Thursday, December 29, 2011

Losses All Around



Bizarre dreams this morning.  My daughter and her fiance were leaving for home, which is far, far away, and I probably will not see her again for nine or ten months.


So why were my dreams about my job?  Because they are both great losses that I am experiencing, and yes, maybe with my daughter still sleeping under my roof it was easier for my brain to handle my job losses.


And they are not losses as in losing my job, although with my increasing unhappiness and management's megalomania, it could happen, too.  These losses are for a job I once loved despite poor pay and weekend hours and painful injuries that I am still trying to cope with.


I dreamed about a library-like place, where I couldn't find a person's books, staring at the computer and wanting it to work right, while someone else came along and got on the computer, threatening to lose the data that I had pulled up.  And I had been working by myself, and not known where the person who was supposed to be working with me had gone, while other people lined up looking patiently disgruntled.  And then, when everyone had gone, I tried to find my co-worker, but returned to find someone I didn't know sitting at my desk, who claimed to work reference, but couldn't say it convincingly.


And then at the end, there was the manager/cheerleader of the branch, directing a strange new program where at the end of the shift, we were all to fill up one row of some food/nourishment stuff, systematically, for the people to come after us.  And I was so lost, and so behind, that I never got to eat the food stuff, which whole thing seemed like nonsense and a waste of time anyway.

Instructions —
- a) In the blog entry, how long does the writer expect to go without seeing the daughter again?
- b) According to the blog entry, why did the writer dream about the job instead of the daughter leaving?
- c) Copy the part of the blog entry that begins with the words "I dreamed about" and ends after "say it convincingly.", word for word.
The items that follow are from a separate source unrelated to the blog entry.

Records —

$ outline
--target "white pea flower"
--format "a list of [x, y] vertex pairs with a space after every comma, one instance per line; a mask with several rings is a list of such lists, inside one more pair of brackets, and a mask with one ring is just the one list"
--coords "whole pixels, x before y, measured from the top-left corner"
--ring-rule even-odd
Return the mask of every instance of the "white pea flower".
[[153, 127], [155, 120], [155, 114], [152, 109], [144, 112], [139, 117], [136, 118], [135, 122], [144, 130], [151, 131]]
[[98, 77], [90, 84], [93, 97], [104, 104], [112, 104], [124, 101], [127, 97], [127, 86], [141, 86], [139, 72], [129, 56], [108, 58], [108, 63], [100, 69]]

Expected results —
- a) Nine or ten months.

- b) The daughter's departure and the job are both great losses for the writer. With the daughter still sleeping under the writer's roof, it may have been easier for the writer's brain to deal with the job losses.

- c)
I dreamed about a library-like place, where I couldn't find a person's books, staring at the computer and wanting it to work right, while someone else came along and got on the computer, threatening to lose the data that I had pulled up.  And I had been working by myself, and not known where the person who was supposed to be working with me had gone, while other people lined up looking patiently disgruntled.  And then, when everyone had gone, I tried to find my co-worker, but returned to find someone I didn't know sitting at my desk, who claimed to work reference, but couldn't say it convincingly.